● TO DO
Locate the line that contains "Target: paved street" in the entries below, then repeat it and every following line through the line that contains "If you could point out the paving", exactly, and no others.

● RECORD EXTRACTS

^^^^^^^^^^^^^^^^

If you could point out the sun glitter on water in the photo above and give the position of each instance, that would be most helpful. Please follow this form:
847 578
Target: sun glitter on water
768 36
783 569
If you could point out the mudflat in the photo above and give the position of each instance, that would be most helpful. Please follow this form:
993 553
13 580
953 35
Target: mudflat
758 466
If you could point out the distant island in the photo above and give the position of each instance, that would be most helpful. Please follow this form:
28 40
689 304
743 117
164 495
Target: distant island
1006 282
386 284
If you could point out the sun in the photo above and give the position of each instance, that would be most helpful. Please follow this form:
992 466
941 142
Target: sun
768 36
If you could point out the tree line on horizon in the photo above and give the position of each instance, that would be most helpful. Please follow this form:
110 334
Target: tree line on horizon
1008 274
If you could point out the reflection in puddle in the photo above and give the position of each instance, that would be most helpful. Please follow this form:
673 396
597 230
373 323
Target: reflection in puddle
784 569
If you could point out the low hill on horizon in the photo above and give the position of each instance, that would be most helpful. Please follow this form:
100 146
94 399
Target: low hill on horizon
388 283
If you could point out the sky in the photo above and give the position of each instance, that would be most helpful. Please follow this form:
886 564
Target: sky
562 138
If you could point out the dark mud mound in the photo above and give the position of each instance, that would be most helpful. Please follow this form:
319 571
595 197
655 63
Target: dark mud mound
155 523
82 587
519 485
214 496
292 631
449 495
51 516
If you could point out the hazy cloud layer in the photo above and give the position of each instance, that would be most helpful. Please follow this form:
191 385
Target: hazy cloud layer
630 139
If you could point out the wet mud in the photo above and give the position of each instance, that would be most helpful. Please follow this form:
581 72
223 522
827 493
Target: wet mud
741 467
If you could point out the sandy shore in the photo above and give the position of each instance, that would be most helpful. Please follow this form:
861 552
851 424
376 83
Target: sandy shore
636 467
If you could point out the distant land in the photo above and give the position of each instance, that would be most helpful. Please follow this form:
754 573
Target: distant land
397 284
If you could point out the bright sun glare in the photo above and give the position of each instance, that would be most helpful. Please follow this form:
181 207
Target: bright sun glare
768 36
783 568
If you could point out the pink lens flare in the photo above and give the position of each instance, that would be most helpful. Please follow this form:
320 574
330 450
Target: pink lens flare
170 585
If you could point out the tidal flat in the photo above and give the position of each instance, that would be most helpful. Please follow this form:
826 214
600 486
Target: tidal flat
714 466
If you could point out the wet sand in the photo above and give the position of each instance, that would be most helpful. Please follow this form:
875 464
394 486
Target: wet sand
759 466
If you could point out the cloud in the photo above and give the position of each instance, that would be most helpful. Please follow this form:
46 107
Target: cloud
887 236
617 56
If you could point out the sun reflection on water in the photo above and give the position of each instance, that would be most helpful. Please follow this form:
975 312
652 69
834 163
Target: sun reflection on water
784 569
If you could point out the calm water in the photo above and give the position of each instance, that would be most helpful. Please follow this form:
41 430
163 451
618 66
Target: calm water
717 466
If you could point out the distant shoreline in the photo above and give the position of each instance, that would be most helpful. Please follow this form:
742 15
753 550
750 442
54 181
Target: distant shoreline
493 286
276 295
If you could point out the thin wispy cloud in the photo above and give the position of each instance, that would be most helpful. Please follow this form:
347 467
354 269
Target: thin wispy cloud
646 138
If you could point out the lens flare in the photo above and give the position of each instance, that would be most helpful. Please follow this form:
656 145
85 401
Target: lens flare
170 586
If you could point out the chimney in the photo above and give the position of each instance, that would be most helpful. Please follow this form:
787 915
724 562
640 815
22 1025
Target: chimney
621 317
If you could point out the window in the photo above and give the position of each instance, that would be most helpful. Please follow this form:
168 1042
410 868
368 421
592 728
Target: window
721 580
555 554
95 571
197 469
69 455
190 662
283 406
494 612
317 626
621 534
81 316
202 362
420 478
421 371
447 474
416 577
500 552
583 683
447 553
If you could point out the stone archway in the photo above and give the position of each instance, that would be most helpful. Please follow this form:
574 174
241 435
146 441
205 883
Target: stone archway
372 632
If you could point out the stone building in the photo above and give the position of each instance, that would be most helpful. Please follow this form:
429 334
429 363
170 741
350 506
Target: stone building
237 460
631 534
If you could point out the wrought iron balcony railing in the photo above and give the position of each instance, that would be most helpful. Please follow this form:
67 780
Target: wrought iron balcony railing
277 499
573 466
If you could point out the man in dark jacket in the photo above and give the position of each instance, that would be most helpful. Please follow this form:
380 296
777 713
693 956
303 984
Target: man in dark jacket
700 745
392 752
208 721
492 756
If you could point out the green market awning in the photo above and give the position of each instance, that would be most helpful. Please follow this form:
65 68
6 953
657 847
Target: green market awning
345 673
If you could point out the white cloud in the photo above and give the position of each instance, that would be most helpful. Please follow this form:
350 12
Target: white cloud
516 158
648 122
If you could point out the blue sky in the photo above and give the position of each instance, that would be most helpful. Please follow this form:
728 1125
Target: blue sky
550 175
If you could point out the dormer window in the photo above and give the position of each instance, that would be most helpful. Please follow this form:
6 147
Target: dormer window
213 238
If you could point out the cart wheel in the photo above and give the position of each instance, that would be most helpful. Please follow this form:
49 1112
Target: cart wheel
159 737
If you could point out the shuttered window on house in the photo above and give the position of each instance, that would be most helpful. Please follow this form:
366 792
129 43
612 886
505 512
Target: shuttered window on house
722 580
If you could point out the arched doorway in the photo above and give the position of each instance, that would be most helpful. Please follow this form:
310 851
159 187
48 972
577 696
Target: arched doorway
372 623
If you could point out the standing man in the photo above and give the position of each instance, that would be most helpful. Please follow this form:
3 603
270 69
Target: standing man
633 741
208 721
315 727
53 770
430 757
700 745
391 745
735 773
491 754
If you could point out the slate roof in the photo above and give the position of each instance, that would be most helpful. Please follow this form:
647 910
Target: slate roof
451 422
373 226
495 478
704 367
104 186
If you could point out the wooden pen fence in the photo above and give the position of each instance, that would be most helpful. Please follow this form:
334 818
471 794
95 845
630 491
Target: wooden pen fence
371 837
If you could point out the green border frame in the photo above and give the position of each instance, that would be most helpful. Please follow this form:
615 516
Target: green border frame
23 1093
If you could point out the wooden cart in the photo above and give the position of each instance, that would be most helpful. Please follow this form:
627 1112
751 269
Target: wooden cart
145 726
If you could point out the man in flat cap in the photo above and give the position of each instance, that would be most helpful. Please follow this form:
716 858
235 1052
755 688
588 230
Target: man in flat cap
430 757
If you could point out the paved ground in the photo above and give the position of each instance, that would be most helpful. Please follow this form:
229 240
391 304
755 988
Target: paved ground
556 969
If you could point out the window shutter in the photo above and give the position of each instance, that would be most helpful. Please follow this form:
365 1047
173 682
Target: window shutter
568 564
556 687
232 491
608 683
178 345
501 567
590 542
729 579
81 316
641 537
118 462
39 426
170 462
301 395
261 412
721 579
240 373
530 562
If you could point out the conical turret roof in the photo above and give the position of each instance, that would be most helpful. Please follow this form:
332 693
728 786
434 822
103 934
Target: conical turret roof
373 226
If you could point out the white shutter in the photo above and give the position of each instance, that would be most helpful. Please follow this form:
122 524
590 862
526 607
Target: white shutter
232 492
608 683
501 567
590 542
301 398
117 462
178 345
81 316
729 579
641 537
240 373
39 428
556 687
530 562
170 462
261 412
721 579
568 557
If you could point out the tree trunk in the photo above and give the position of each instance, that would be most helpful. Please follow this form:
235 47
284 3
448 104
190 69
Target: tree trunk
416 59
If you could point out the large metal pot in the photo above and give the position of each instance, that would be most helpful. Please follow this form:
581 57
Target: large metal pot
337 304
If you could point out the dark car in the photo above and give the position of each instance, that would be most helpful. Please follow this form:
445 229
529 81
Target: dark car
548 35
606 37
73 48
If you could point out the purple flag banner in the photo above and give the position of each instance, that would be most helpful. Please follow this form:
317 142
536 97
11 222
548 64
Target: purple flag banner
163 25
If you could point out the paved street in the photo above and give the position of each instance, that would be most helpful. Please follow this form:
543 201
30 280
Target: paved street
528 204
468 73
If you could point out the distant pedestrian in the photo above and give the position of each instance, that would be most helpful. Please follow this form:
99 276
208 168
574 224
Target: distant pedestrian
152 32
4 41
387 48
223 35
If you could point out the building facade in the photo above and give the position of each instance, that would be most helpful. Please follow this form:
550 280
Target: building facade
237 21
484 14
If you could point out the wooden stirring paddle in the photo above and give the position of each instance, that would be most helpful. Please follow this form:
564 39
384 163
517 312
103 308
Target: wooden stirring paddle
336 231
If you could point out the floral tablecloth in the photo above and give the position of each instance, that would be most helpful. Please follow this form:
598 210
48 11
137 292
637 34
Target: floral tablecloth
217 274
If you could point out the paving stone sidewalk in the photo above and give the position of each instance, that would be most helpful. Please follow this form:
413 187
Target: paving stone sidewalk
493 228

^^^^^^^^^^^^^^^^

● COMPLETED EXERCISE
Target: paved street
528 204
468 73
If you could point out the distant pedestrian in the photo above and give the position of each instance, that would be most helpful. Please follow this form:
99 276
208 168
574 224
Target: distant pedestrian
152 32
4 41
387 48
223 35
If you could point out the building facade in the photo above and give the position of each instance, that would be most helpful. Please follow this form:
550 280
Target: building facade
237 21
484 14
If you could point out the wooden stirring paddle in the photo above and give the position of each instance, that would be most helpful. Please follow this form:
564 39
384 163
517 312
103 308
Target: wooden stirring paddle
336 231
If you could point out the floral tablecloth in the photo above and give the position of each instance, that would be most helpful. Please follow this form:
598 210
48 11
137 292
637 34
Target: floral tablecloth
217 274
If you could point out the paving stone sidewalk in the photo above and give the position of each instance, that would be most helpful. Please follow this form:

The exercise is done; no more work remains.